*GIVEN ENTRIES*:
....
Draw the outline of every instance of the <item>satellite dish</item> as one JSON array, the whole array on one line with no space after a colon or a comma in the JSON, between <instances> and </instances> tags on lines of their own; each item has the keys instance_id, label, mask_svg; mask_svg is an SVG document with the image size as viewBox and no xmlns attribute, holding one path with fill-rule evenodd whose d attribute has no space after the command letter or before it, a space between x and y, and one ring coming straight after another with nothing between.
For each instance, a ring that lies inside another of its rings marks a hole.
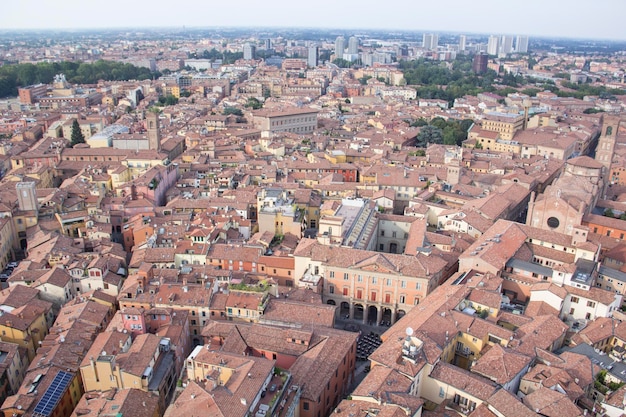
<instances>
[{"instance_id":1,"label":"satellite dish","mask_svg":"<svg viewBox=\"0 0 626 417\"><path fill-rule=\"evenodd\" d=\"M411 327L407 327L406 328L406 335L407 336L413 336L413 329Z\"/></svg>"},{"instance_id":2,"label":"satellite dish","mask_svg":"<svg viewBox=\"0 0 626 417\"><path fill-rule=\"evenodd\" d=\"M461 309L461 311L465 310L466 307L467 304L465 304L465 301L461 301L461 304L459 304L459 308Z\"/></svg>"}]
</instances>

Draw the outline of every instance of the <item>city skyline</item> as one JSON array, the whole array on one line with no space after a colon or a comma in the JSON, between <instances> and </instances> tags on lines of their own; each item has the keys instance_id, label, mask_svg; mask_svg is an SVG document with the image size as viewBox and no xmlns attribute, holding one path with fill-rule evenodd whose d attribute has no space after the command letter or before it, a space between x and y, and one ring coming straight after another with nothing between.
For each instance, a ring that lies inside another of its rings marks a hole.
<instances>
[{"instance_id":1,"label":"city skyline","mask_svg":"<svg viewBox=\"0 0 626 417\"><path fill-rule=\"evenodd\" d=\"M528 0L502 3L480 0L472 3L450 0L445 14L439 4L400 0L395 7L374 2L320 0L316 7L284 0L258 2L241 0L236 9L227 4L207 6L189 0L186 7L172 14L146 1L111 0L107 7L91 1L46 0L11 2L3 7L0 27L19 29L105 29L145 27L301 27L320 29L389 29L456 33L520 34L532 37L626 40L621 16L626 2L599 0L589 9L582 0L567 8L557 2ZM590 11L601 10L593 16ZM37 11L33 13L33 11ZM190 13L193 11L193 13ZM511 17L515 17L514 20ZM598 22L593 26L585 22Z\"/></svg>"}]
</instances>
....
*HOW TO COMPLETE THIS TASK*: If a line of the data above holds the string "attribute", count it, then give only the final number.

*COMPLETED EXERCISE*: 2